» PROVIDED MATERIAL
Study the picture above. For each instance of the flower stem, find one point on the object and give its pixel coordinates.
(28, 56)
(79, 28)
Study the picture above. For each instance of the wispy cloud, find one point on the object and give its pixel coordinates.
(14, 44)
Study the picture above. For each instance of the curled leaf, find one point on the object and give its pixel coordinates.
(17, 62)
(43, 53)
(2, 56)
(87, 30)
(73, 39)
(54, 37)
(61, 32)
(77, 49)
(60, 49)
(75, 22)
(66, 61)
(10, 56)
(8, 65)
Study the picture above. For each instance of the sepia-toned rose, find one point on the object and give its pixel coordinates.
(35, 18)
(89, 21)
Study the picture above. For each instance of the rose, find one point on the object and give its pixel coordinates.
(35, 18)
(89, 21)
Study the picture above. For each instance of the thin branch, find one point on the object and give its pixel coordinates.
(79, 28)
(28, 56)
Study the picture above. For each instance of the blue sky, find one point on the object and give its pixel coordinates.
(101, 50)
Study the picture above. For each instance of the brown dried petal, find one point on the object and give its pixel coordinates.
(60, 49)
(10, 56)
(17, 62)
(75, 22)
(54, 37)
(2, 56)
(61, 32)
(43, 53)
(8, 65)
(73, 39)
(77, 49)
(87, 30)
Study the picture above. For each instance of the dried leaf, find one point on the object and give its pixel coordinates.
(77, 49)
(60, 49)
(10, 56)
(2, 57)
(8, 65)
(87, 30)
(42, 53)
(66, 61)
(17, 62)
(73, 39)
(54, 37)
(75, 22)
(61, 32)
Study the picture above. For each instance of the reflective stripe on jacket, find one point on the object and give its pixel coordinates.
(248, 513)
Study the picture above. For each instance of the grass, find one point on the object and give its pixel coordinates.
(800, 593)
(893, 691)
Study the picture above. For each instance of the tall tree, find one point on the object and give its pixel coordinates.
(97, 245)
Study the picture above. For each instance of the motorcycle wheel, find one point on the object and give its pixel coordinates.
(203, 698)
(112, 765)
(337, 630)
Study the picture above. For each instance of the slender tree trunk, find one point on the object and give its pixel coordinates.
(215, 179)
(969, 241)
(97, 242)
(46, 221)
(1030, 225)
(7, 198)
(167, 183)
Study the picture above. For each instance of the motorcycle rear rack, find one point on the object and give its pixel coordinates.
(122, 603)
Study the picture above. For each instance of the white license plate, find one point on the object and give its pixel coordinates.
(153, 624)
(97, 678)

» WORK TO BE COMPLETED
Copy the lines from the one holding "the motorcycle rear" through the end of the listing, inclusive, substituting "occurrence" for "instance" and keeping everything else unchanged.

» ANSWER TO THIS TASK
Study the picture above. For each occurrence of the motorcycle rear rack, find one point on the object and give its pixel coordinates.
(122, 603)
Study the picture above. For each occurrence of the white license plate, find one point on the object and give its pixel coordinates.
(153, 624)
(97, 678)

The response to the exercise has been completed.